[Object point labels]
┄┄┄┄┄┄┄┄┄┄

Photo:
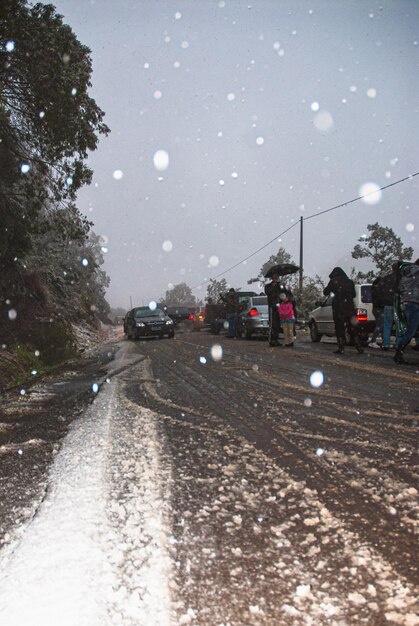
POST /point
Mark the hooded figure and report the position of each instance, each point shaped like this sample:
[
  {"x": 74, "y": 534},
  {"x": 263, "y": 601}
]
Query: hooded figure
[{"x": 343, "y": 308}]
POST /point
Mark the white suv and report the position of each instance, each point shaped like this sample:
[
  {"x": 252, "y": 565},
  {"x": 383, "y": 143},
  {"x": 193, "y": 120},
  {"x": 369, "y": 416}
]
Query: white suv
[{"x": 321, "y": 319}]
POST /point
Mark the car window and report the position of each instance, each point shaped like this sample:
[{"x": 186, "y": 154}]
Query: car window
[
  {"x": 146, "y": 312},
  {"x": 260, "y": 300}
]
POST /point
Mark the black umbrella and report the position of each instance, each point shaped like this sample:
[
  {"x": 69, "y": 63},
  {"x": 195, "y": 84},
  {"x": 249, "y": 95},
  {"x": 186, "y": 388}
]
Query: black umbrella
[{"x": 282, "y": 269}]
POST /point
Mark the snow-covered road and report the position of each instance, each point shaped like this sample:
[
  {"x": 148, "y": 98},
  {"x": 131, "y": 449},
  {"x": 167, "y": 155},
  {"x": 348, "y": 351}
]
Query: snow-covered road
[
  {"x": 164, "y": 508},
  {"x": 101, "y": 518}
]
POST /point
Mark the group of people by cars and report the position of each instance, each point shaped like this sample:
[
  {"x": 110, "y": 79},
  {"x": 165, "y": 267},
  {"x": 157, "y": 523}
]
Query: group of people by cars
[{"x": 395, "y": 306}]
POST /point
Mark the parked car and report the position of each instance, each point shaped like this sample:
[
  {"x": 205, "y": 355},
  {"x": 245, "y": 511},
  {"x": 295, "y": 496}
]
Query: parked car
[
  {"x": 215, "y": 314},
  {"x": 198, "y": 320},
  {"x": 145, "y": 322},
  {"x": 321, "y": 319},
  {"x": 182, "y": 316},
  {"x": 254, "y": 317}
]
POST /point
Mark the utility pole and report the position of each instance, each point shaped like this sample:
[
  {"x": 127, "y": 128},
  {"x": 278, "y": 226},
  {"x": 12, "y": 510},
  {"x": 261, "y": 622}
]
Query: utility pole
[{"x": 301, "y": 254}]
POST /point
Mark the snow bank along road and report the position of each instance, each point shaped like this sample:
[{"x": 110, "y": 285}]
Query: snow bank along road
[{"x": 208, "y": 489}]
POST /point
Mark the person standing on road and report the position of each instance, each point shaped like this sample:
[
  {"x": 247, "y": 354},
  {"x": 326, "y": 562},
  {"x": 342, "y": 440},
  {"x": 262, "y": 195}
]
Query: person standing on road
[
  {"x": 287, "y": 317},
  {"x": 390, "y": 289},
  {"x": 343, "y": 308},
  {"x": 409, "y": 294},
  {"x": 377, "y": 297},
  {"x": 231, "y": 302},
  {"x": 272, "y": 291}
]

┄┄┄┄┄┄┄┄┄┄

Exclude the images and reproduce the remaining data exactly.

Photo:
POST /point
Mark the hooded figure and report the position of each instance, each point shaped like this sample:
[
  {"x": 74, "y": 534},
  {"x": 263, "y": 601}
]
Query: hooded figure
[{"x": 343, "y": 308}]
POST /point
Mark the white suv and report the position of each instance, each point shaped like this sample:
[
  {"x": 252, "y": 565},
  {"x": 383, "y": 143},
  {"x": 193, "y": 120},
  {"x": 369, "y": 416}
]
Query: white suv
[{"x": 321, "y": 319}]
POST /point
Mark the car window and report the position of each instance, each point shaped like this sample:
[{"x": 186, "y": 154}]
Query: car window
[
  {"x": 146, "y": 312},
  {"x": 260, "y": 300}
]
POST /point
Mark the black umbrella and report the position of each instance, each point shaped like this sample:
[
  {"x": 69, "y": 63},
  {"x": 195, "y": 84},
  {"x": 249, "y": 95},
  {"x": 186, "y": 388}
]
Query: black umbrella
[{"x": 282, "y": 269}]
POST /point
Mark the snow-covered road and report the position of each instance, each point shaped like this sample:
[
  {"x": 148, "y": 98},
  {"x": 131, "y": 449},
  {"x": 167, "y": 155},
  {"x": 348, "y": 351}
]
Query: snow-covered road
[
  {"x": 164, "y": 508},
  {"x": 101, "y": 518}
]
POST /point
Mark the group of people by cars and report the position of each instance, each point shaped like this sample:
[
  {"x": 110, "y": 79},
  {"x": 165, "y": 267},
  {"x": 157, "y": 523}
]
Query: group of people by cars
[{"x": 395, "y": 306}]
POST /point
Mark the parked car and report the position of each instance, each point shaped like this sample:
[
  {"x": 205, "y": 355},
  {"x": 245, "y": 511},
  {"x": 295, "y": 496}
]
Query: parked car
[
  {"x": 215, "y": 314},
  {"x": 198, "y": 320},
  {"x": 145, "y": 322},
  {"x": 321, "y": 319},
  {"x": 182, "y": 316},
  {"x": 254, "y": 317}
]
POST /point
Mark the utility pole and report the position of each instance, each point shaped like this sample:
[
  {"x": 127, "y": 128},
  {"x": 278, "y": 226},
  {"x": 12, "y": 510},
  {"x": 261, "y": 622}
]
Query: utility pole
[{"x": 301, "y": 254}]
POST /point
Mark the snow bank along road and report the position of each instance, each point shaped like this sample:
[{"x": 110, "y": 285}]
Query: snow bank along road
[{"x": 208, "y": 489}]
POST /point
Mark the person standing on road and report the position of each instance, each point shaped like this sample:
[
  {"x": 247, "y": 354},
  {"x": 326, "y": 562},
  {"x": 342, "y": 440},
  {"x": 262, "y": 195}
]
Query: person standing on road
[
  {"x": 287, "y": 317},
  {"x": 390, "y": 289},
  {"x": 343, "y": 308},
  {"x": 409, "y": 294},
  {"x": 377, "y": 297},
  {"x": 231, "y": 302},
  {"x": 272, "y": 291}
]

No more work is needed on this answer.